What is expected: Retype precisely the section of the data that starts at the line containing "Please pin the brick" and runs to its final line, ends included.

Entries supplied:
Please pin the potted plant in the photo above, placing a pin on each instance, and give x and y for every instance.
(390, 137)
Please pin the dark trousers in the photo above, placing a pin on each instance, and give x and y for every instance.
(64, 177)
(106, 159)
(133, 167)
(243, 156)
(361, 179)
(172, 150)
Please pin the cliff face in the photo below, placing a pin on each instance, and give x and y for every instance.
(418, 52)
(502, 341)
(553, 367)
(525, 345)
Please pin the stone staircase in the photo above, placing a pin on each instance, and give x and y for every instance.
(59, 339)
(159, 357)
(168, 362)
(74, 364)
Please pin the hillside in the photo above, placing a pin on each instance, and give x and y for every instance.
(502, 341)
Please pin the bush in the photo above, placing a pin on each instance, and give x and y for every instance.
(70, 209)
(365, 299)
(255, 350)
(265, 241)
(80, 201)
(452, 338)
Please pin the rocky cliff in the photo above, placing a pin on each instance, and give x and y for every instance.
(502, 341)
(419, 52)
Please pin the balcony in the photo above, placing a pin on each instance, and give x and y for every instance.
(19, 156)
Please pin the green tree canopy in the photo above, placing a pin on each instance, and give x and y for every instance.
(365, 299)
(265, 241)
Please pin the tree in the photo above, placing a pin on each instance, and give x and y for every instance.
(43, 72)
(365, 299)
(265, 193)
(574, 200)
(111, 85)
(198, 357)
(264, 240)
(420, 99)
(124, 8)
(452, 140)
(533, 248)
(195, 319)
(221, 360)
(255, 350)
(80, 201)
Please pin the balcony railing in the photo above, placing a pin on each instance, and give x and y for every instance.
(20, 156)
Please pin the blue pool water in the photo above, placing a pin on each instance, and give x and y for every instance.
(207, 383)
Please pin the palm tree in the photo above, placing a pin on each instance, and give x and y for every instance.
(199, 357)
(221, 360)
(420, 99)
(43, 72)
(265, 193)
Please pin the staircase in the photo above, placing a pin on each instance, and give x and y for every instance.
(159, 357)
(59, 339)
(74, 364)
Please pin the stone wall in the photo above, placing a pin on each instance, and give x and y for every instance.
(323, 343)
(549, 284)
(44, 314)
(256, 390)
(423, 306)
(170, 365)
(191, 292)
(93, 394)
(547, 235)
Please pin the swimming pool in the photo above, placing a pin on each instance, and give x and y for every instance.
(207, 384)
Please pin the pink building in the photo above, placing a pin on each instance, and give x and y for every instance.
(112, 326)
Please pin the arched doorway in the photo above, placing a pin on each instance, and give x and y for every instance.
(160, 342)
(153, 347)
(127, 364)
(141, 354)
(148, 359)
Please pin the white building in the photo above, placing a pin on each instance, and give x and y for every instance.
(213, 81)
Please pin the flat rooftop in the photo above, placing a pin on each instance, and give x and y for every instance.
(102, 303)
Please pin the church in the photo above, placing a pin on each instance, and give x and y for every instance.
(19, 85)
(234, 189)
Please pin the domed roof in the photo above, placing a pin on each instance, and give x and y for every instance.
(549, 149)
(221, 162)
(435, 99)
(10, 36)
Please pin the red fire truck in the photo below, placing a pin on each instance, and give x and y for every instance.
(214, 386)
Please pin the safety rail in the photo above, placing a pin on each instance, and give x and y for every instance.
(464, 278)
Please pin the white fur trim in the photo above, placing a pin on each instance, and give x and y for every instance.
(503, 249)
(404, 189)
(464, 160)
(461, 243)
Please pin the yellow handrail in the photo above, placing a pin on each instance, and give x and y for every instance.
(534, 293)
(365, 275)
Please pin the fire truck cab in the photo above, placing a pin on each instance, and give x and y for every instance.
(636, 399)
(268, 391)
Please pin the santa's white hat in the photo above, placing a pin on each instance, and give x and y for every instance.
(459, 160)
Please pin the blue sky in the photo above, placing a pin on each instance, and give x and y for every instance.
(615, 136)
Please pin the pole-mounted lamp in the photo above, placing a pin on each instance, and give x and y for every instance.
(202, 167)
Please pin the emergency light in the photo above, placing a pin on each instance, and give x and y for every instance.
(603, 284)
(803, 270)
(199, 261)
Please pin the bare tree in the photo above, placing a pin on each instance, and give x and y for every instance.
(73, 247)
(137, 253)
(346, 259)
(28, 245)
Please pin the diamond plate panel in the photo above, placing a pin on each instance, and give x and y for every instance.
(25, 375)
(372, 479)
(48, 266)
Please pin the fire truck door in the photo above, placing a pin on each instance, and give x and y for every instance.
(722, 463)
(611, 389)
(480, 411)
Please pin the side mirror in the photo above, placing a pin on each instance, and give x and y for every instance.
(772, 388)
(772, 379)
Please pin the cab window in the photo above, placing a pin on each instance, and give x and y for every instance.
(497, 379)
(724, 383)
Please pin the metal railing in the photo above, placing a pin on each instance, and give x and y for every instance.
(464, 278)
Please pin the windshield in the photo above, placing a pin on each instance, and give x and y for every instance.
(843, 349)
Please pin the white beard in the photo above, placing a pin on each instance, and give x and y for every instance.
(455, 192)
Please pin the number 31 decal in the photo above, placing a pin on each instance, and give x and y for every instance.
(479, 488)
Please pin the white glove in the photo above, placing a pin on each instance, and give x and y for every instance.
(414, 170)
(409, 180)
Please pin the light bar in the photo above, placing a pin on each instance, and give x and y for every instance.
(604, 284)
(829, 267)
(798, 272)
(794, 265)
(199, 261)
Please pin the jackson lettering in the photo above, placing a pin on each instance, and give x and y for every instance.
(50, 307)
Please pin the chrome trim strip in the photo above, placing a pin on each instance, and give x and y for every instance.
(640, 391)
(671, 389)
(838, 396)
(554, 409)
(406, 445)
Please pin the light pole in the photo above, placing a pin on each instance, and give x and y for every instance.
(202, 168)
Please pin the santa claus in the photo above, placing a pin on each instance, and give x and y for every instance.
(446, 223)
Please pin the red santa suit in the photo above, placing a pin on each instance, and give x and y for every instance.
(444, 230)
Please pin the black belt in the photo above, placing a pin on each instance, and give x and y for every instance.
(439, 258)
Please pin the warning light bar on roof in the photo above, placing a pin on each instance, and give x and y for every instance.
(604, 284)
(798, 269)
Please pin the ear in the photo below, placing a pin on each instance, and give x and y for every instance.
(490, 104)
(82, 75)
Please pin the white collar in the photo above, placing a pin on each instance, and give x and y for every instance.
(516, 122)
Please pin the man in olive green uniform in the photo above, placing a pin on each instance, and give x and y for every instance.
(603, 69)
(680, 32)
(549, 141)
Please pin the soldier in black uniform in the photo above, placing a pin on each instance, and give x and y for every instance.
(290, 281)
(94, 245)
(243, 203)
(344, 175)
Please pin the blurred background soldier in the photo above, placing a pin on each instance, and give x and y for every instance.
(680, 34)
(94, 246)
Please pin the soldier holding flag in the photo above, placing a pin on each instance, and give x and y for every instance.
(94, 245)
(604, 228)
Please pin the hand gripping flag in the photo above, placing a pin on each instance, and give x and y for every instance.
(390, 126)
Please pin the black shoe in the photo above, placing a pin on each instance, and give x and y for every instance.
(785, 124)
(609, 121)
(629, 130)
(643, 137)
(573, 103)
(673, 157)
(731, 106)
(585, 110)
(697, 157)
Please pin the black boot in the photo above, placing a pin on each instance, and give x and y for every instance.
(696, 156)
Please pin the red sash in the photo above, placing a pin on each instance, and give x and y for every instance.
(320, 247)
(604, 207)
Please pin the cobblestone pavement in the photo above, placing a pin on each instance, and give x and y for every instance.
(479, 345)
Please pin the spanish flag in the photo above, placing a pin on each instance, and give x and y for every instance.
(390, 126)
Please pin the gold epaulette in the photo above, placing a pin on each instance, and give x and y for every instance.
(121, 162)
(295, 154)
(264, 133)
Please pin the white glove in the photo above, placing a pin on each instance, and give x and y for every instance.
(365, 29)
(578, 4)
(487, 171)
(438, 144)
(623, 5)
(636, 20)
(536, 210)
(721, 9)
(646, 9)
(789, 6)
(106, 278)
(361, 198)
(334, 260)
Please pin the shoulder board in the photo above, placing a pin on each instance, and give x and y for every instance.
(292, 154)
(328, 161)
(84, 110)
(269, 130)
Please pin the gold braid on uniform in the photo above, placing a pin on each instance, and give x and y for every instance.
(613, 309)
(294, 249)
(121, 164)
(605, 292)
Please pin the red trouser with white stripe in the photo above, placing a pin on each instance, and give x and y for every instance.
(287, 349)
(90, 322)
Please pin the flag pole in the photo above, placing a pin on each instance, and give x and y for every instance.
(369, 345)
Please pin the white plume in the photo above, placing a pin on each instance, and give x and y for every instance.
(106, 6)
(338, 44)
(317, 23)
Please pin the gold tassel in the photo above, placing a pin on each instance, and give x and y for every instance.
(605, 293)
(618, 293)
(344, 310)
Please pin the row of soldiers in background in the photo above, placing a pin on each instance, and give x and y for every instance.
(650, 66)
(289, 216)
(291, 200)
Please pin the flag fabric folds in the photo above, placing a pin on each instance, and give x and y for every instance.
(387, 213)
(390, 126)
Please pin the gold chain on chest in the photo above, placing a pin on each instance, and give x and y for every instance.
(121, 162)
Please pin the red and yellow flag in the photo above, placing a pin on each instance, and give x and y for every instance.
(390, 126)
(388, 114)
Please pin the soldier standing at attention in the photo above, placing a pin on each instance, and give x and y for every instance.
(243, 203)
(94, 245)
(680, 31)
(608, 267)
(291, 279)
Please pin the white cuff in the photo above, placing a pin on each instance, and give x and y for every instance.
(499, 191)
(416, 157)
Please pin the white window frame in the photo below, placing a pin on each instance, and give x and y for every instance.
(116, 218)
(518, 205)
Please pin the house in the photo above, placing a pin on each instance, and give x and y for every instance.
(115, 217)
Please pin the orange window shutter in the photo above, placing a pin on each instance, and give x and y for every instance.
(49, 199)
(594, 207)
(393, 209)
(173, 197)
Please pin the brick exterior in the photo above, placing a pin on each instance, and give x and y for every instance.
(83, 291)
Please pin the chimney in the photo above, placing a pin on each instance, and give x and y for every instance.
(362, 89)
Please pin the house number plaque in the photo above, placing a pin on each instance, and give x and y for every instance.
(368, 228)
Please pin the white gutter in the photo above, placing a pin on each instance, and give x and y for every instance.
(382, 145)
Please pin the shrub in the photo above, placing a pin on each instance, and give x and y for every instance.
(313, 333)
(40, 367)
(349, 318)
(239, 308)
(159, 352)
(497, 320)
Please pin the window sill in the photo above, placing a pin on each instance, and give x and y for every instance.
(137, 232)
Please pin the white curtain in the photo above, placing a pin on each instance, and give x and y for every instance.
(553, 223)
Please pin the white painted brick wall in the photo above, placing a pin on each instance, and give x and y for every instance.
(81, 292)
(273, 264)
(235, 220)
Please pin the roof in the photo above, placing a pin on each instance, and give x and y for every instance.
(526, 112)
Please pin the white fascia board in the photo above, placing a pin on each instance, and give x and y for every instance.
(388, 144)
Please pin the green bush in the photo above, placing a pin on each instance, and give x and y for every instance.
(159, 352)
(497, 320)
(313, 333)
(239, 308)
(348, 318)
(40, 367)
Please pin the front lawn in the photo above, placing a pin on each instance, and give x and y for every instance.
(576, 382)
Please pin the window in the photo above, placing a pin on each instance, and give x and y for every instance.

Output for this task:
Please pin the brick exterior in the photo above, placing a pin on each instance, and give x and y for every instance.
(83, 291)
Please pin the chimney in the photo above, placing a pin on each instance, and give x and y for every instance.
(362, 89)
Please pin the house number plaque in the photo above, placing a pin on each instance, and give x and y for every instance.
(368, 228)
Please pin the white gutter in the photo above, placing a pin on each instance, and give x and y for every instance.
(382, 145)
Please pin the shrub in the photo above, placing a pin on each instance, and give x and y for every instance.
(313, 333)
(40, 367)
(349, 318)
(239, 308)
(159, 352)
(497, 320)
Please pin the window sill in the photo above, placing a pin on each instance, and give x and y for every instance.
(137, 232)
Please pin the white curtain in the photo above, placing a pin on each instance, and give x and y for every instance.
(553, 223)
Please pin the white painted brick wall in the photo above, placing a pin on each instance, and give x and y for every instance.
(81, 292)
(273, 264)
(235, 220)
Please pin the roof in the photo above, placing a pin on each instance, and give x and y for every instance.
(526, 112)
Please pin the white fascia board in the photo above, placing a pin on each instance, and give x and y for every instance.
(388, 144)
Please pin the green bush in the photo above, placing a pin on each instance, and give x and y for every instance.
(159, 352)
(497, 320)
(313, 333)
(239, 308)
(348, 318)
(40, 367)
Please pin the front lawn in the photo above, placing a pin on each instance, and give x and y for every instance.
(576, 382)
Please pin the window in the photo above, placing a pin on each instance, and give x and y for every instance.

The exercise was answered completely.